● PAGE EXCERPT
════
Babycakes – Armistead Maupin

If you haven’t read any of the Tales of the City series then could you leave this post, turn your computer off and run to the nearest bookshop, buy it, curl up with it and then come back when you are sorry that you have missed such utter joys until this day. Seriously, jog on, I won’t speak to you until you have. If you are one of those people who is clearly very naughty and is reading on, or if you have read them and you are wishing I would just get on with it, let me tell you that I think the Tales of the City books are not only my very favourite series but some of my very favourite books.

Returning to them is always an absolute joy, I feel I have lived with these characters on 28 Barbary Lane for all my life – impossible I know but that is how much they have meant to me since way back when and how real they have become in my mind. Knowing that there was a new one coming out, The Days of Anna Madrigal, I decided to re-read them all again after the new year only I realised that I always seem to re-read the first three (Tales of the City, More Tales of the City, Further Tales of the City) and then stop so knowing them inside and out (in a gorgeous and familiar way) I decided to start with book four in the series Babycakes (possibly after watching the first three’s adaptations on DVD first, don’t judge me they are almost as good as the first), and once again was lost in that familiar world of Mouse, Mary Ann and Mrs Madrigal once again. Note: Now if you haven’t read this series and still haven’t gone, right this minute, to buy them all this is your last chance as being the fourth in the series I may have to give some things away. You’ve been warned.
════
● WRITTEN REQUEST
Carry on the blog review of Babycakes past its last sentence, in the same voice.

● GIVEN INFORMATION
════
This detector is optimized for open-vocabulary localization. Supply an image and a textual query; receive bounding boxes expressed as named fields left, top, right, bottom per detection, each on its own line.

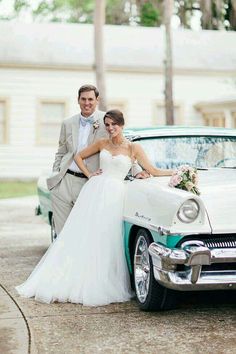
════
● RESPONSE BELOW
Black Swan Books, 1984 (2010 edition), paperback, 320 pages, taken from my own shelves

Babycakes opens with none other than The Queen as she arrives in San Francisco on a trip around America. The city is abuzz with the news and Mary Ann Singleton, now a TV reporter, is out in her very best hat (only befitting if you are even talking about The Queen on the telly, let alone being in her company) and trying to get a big story from it all. Her husband Brian is still waiting in a restaurant and trying to deal with career focused Mary Ann when really what he wants is a pregnant Mary Ann who he will happily become a house husband to. Michael ‘Mouse’ is also feeling rather lost and grieving since the death of his lover Jon. While all of The Castro is focused on the arrival of ‘another’ Queen in town, they are avoiding the fact that HIV and Aids are becoming a big problem in the city. Michael however knows about it all too well and feels the need to escape which, with the help of Mrs Madrigal and a runaway seaman, he does and flies to London where he finds a familiar face in a very unfamiliar world, though this familiar face doesn’t want to be discovered…

What I loved about Babycakes, and what I invariably love about every Tales of the City and Armistead Maupin book, is how on first glances these are a series of charming tales about a whole host of wonderful, diverse and colourful characters. Yet they also cleverly look at the much darker side of life and somehow make it more digestible without being any the less thought provoking or emotional. In Babycakes there are four main themes going on in the background; the first is subject of men who really want to be dads and stay at home husbands (which people still find an unusual set up), racism, grief and the arrival of HIV and Aids onto the gay scene in the early 1980’s.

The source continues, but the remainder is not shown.